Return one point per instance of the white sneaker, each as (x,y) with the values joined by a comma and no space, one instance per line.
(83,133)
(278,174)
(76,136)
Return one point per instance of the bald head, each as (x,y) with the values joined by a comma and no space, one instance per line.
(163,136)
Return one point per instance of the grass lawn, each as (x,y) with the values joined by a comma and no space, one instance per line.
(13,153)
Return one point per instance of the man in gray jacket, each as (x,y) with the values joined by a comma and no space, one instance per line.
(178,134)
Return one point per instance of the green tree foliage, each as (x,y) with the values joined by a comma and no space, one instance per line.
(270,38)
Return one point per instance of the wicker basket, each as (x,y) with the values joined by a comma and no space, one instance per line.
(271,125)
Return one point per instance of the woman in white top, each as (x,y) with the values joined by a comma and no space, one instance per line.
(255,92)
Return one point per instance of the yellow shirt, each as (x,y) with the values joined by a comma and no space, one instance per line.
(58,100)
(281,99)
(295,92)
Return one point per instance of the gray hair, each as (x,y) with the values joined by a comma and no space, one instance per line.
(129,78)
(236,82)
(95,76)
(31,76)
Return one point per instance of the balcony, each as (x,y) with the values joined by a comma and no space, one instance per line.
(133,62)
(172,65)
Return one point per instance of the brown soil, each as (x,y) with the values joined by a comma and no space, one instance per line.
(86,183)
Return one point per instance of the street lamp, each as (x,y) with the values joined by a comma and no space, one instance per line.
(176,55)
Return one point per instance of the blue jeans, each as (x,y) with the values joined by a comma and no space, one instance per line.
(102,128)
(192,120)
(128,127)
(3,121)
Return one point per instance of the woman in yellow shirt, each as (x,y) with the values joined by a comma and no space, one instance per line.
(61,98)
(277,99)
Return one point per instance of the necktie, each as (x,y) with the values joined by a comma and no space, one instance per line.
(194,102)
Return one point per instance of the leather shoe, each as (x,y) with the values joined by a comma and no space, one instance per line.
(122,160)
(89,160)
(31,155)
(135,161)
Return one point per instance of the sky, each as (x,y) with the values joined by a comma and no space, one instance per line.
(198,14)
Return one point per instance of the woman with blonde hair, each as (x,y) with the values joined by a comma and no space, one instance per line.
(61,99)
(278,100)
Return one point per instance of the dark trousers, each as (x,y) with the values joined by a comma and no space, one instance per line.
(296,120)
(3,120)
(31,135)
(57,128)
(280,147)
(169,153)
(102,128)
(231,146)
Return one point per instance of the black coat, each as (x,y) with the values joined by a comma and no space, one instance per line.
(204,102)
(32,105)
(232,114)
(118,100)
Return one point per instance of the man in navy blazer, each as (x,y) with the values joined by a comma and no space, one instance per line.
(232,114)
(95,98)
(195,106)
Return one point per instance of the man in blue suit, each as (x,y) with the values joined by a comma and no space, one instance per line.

§ **WHAT TO DO**
Each record should come back exactly as written.

§ **EXERCISE RESULT**
Return one point per instance of the white sneaker, each as (x,y) with the values joined by a comma and no space, one instance per line.
(83,133)
(278,174)
(76,136)
Return one point per instance of the bald head, each as (x,y) with the values joined by a comma and no space, one instance per line.
(163,136)
Return one point per instance of the grass lawn, each as (x,y) with the values joined by a comma and no space, one instance per line.
(13,153)
Return one point per instance of the man in gray jacket, each as (x,y) with the values joined by a comma and no space, one instance per line.
(178,134)
Return one point per instance of the green tree foliage, each as (x,y) with the values joined by a comma and no space, one instance per line.
(270,38)
Return one point per instance of the wicker basket, each as (x,y) with the values joined by a comma and no space, one instance per line.
(271,125)
Return one point per instance of the woman in white top, each as (x,y) with the values joined by a comma and no space, one instance per line.
(255,92)
Return one point per instance of the yellow shirt, each as (x,y) with the values joined by a comma and no space, one instance per line.
(58,100)
(281,99)
(295,92)
Return one point per instance of the gray hair, each as (x,y) with the values joined by a comma and no space, one instance per line.
(129,78)
(236,82)
(95,76)
(31,76)
Return one point per instance of the balcony, each as (x,y) with the values joined by a comma and no space, one instance per line.
(133,62)
(172,65)
Return one point per instance of the brown soil, each as (x,y) with the values joined by a comma and no space, one instance per line.
(86,183)
Return one point per instance of the street lamp, each as (x,y) with the values joined by a comma and no space, one instance per line.
(176,55)
Return one point per instance of the blue jeans, each as (x,y) with the values joined by a comma and no space, one instance per line.
(102,128)
(192,120)
(128,127)
(3,121)
Return one point per instance of the woman in yellow shirt, each as (x,y) with the values joined by a comma and no space, one instance per line.
(61,98)
(277,99)
Return one point per instance of the necktie, each as (x,y) with the values joined by a comma and no space, one instance per line.
(194,102)
Return one point per instance of the leather shoe, each as (x,y) with the values joined by a comma and no space, one instance per line.
(122,160)
(89,160)
(31,155)
(135,161)
Return one point per instance of the sky, each as (x,y) with the values joined by a comma and no space, one instance per line.
(198,14)
Return one point per instance of the woman with blonde hair, each as (x,y) with the values joined by a comma and no space, one instance per line.
(61,99)
(278,100)
Return one point per instance of the dark trousers, each as (x,y) with the values joined by a comma and no space, one instance per line.
(296,120)
(3,120)
(31,135)
(57,128)
(280,147)
(169,153)
(102,128)
(231,146)
Return one point per instance of the black coat, each as (x,y) with the values joined by a comma and no space, one instance per line.
(204,102)
(32,105)
(232,114)
(118,100)
Return one point per instance of the man in navy blazer, each as (x,y) with the values joined by a comma and no space, one instance per line.
(232,114)
(95,98)
(195,106)
Return one point per instance of the man in blue suit, each as (x,y) with the values joined by a comma and no space, one instance per line.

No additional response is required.